> **Referring expression data**:
::::::::

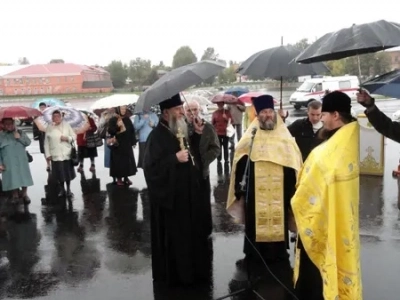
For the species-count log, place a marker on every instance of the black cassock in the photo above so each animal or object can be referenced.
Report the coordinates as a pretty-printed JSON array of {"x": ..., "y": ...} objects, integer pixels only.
[
  {"x": 122, "y": 159},
  {"x": 181, "y": 250},
  {"x": 273, "y": 251}
]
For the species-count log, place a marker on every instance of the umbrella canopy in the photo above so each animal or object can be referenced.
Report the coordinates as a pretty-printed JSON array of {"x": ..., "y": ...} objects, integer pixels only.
[
  {"x": 199, "y": 99},
  {"x": 279, "y": 62},
  {"x": 19, "y": 112},
  {"x": 114, "y": 101},
  {"x": 48, "y": 102},
  {"x": 237, "y": 91},
  {"x": 177, "y": 81},
  {"x": 351, "y": 41},
  {"x": 246, "y": 98},
  {"x": 387, "y": 85},
  {"x": 75, "y": 118}
]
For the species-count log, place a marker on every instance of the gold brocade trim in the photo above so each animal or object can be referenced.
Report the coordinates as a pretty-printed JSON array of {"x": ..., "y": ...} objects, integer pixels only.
[{"x": 270, "y": 216}]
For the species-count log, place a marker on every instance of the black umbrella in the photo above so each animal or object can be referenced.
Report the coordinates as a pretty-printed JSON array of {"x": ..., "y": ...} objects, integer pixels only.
[
  {"x": 279, "y": 63},
  {"x": 387, "y": 84},
  {"x": 355, "y": 40},
  {"x": 177, "y": 81}
]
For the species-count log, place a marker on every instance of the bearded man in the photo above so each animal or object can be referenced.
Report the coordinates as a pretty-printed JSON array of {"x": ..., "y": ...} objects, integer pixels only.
[
  {"x": 179, "y": 240},
  {"x": 326, "y": 209},
  {"x": 205, "y": 143},
  {"x": 262, "y": 183}
]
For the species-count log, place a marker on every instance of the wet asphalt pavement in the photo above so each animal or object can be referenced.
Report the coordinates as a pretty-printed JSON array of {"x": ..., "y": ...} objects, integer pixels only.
[{"x": 98, "y": 245}]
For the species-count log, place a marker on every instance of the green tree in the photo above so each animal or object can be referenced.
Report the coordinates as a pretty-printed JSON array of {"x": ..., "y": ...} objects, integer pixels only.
[
  {"x": 302, "y": 44},
  {"x": 209, "y": 54},
  {"x": 183, "y": 56},
  {"x": 118, "y": 73},
  {"x": 138, "y": 70},
  {"x": 23, "y": 61},
  {"x": 152, "y": 77},
  {"x": 228, "y": 75},
  {"x": 57, "y": 61}
]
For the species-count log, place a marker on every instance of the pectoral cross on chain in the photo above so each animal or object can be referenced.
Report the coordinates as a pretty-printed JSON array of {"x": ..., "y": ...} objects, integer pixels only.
[{"x": 181, "y": 138}]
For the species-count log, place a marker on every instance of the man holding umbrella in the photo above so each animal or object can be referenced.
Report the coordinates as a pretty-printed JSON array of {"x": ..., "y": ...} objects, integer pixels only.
[{"x": 382, "y": 123}]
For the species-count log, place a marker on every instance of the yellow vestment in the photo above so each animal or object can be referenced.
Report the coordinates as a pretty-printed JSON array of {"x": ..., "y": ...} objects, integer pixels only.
[
  {"x": 272, "y": 150},
  {"x": 326, "y": 210}
]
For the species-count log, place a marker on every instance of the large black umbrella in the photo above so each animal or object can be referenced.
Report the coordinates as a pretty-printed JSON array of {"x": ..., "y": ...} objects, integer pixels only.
[
  {"x": 279, "y": 63},
  {"x": 177, "y": 81},
  {"x": 387, "y": 84},
  {"x": 351, "y": 41}
]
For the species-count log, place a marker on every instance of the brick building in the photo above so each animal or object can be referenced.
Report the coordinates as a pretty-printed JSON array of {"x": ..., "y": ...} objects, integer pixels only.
[
  {"x": 53, "y": 79},
  {"x": 395, "y": 58}
]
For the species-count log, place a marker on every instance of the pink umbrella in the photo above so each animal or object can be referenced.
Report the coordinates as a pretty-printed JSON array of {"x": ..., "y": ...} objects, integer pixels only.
[{"x": 246, "y": 98}]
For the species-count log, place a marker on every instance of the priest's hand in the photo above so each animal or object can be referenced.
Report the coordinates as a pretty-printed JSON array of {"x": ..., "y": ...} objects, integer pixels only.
[
  {"x": 365, "y": 99},
  {"x": 292, "y": 223},
  {"x": 182, "y": 156},
  {"x": 198, "y": 125}
]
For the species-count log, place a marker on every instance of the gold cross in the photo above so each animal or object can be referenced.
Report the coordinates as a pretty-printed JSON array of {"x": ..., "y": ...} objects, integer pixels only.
[
  {"x": 180, "y": 136},
  {"x": 370, "y": 150}
]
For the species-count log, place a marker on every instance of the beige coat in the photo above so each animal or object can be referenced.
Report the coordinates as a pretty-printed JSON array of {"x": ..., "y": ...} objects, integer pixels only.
[{"x": 54, "y": 147}]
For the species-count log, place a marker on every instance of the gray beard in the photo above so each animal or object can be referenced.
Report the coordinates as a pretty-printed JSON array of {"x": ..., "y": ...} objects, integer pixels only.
[
  {"x": 175, "y": 124},
  {"x": 268, "y": 125}
]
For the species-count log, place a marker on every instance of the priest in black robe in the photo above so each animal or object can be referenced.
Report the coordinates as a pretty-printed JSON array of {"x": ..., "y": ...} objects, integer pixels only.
[
  {"x": 261, "y": 199},
  {"x": 205, "y": 143},
  {"x": 181, "y": 250}
]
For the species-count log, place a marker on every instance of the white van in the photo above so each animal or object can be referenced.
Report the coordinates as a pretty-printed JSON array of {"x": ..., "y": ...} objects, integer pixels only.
[{"x": 314, "y": 89}]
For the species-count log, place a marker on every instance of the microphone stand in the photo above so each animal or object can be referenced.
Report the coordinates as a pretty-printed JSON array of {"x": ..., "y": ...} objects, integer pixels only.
[{"x": 243, "y": 188}]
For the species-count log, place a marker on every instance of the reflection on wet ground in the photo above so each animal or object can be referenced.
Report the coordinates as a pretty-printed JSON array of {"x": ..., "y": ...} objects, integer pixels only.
[{"x": 97, "y": 246}]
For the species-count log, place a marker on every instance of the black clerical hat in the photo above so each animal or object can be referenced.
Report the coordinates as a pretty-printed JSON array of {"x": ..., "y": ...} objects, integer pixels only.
[
  {"x": 263, "y": 102},
  {"x": 174, "y": 101},
  {"x": 336, "y": 101}
]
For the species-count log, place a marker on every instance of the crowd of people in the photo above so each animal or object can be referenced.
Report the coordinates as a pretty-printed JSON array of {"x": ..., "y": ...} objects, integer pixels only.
[{"x": 283, "y": 179}]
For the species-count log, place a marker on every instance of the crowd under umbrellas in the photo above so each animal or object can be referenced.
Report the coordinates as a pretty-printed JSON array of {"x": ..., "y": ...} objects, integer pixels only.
[{"x": 185, "y": 77}]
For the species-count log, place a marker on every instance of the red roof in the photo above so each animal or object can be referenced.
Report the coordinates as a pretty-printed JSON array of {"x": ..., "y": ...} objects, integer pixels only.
[{"x": 53, "y": 69}]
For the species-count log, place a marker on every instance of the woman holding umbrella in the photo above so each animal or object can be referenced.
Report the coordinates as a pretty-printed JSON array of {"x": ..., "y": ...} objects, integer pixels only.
[
  {"x": 58, "y": 147},
  {"x": 122, "y": 139}
]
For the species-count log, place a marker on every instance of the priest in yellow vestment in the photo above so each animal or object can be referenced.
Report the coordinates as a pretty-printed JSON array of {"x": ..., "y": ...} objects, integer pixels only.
[
  {"x": 325, "y": 208},
  {"x": 262, "y": 199}
]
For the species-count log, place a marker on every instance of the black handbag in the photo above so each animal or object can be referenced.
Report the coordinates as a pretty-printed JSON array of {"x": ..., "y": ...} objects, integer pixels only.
[
  {"x": 93, "y": 140},
  {"x": 74, "y": 155},
  {"x": 30, "y": 157}
]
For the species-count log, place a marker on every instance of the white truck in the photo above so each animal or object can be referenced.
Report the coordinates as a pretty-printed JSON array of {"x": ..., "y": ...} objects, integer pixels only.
[{"x": 314, "y": 89}]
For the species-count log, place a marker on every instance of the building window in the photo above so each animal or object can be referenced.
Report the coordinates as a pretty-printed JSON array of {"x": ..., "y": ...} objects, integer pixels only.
[{"x": 344, "y": 84}]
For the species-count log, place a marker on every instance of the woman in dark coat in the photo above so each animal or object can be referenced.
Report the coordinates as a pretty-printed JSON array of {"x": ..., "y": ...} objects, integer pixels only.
[
  {"x": 83, "y": 150},
  {"x": 122, "y": 139}
]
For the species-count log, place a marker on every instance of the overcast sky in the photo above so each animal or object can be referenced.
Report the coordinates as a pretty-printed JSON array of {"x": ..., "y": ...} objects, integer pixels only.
[{"x": 98, "y": 31}]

::::::::

> **EXERCISE PROMPT**: Starting at the line above that contains "of the brick", repeat each line exactly up to and including the line that contains "of the priest's", and stop there.

> **RESPONSE TO THE TASK**:
For the species-count log, place a marker on every instance of the brick building in the photo above so each animal or object can be referenced.
Report the coordinates as a pretty-printed JSON array of {"x": ..., "y": ...} objects, integer pixels only.
[
  {"x": 53, "y": 79},
  {"x": 395, "y": 58}
]
For the species-count log, place a marker on every instance of the pink umbrella in the photo above so each animal or object can be referenced.
Report the coordinates as a pretty-printed JSON array of {"x": ..., "y": ...} objects, integer pixels only.
[{"x": 246, "y": 98}]
For the species-count log, place a marker on every instance of the priest's hand in the photo above so each animal or object can be referenced.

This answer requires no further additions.